* **PROBLEM TO WORK ON**
State how many lines in the rows below contain the string "positive". Give only the number.

[[ RECORDS SHOWN, beginning ]]

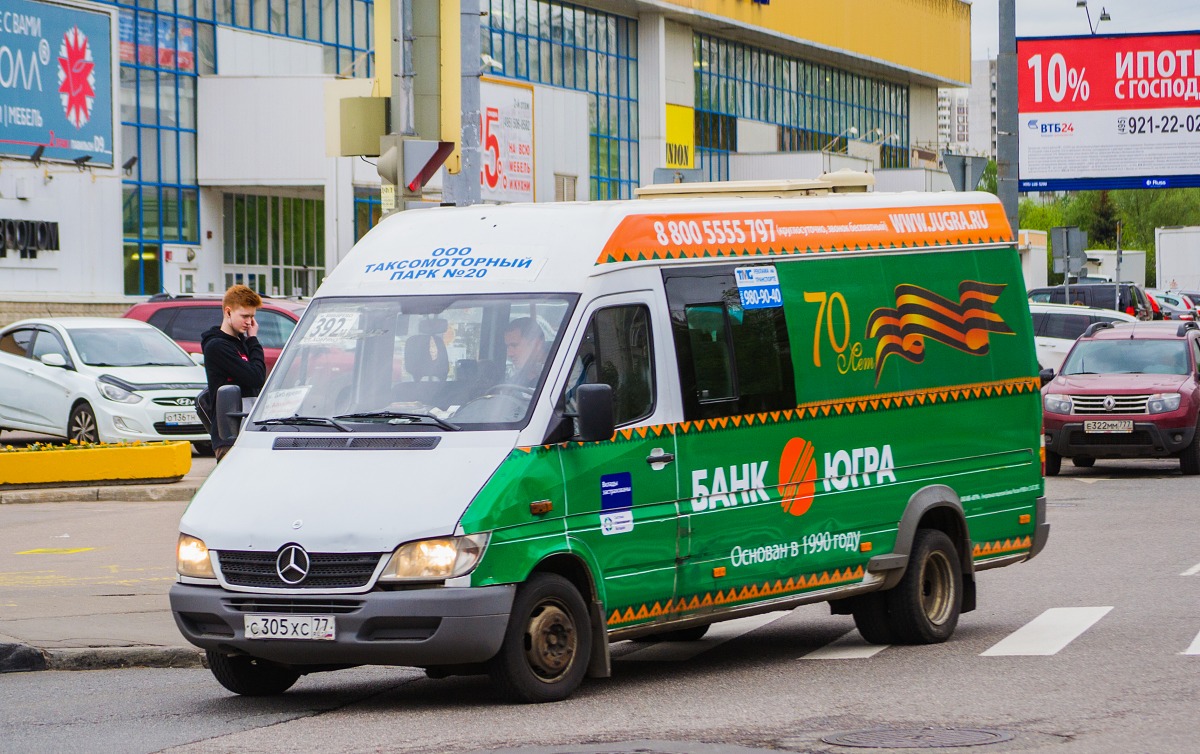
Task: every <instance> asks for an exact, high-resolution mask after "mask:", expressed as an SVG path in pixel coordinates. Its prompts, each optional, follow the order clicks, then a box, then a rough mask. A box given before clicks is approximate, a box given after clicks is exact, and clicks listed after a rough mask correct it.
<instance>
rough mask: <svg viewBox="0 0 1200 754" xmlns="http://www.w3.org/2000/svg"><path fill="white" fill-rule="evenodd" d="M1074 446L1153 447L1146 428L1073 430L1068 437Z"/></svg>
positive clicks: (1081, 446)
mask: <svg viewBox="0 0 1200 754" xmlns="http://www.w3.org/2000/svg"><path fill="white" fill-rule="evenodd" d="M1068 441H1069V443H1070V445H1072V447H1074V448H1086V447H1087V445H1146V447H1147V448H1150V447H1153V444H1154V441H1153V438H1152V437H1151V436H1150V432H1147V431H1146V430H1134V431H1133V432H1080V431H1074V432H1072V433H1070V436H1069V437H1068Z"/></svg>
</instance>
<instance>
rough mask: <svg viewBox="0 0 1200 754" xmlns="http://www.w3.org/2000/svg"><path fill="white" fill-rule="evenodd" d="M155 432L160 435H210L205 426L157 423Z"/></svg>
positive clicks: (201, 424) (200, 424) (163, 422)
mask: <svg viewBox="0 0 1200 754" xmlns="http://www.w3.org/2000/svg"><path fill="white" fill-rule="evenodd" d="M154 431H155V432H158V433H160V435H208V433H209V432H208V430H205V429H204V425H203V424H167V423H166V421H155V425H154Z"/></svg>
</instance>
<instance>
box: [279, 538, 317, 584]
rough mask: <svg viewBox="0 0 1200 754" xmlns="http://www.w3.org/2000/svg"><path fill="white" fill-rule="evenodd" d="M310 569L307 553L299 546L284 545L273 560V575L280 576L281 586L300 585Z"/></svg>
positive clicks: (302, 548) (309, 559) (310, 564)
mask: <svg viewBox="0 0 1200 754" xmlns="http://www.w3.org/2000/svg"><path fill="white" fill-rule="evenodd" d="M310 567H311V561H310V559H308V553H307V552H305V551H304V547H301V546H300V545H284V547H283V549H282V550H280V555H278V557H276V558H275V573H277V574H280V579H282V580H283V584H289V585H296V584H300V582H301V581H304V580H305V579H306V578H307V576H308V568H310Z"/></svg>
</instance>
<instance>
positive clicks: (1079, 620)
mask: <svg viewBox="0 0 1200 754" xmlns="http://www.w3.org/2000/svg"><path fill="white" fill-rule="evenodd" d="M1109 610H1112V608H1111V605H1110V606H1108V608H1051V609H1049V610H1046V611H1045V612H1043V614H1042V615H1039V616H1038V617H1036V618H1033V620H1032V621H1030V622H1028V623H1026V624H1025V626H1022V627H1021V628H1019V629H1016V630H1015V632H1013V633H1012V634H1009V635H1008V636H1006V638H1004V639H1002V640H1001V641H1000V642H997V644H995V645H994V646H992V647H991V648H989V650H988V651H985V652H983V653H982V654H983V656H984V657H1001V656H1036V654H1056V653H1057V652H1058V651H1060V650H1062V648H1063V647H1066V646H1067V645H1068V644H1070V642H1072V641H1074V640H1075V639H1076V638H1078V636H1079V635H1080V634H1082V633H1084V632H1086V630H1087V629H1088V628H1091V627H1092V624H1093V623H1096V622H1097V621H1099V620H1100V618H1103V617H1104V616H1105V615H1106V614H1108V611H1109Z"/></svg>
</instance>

[[ RECORDS SHOWN, end ]]

* **OUTPUT OF THE TASK**
4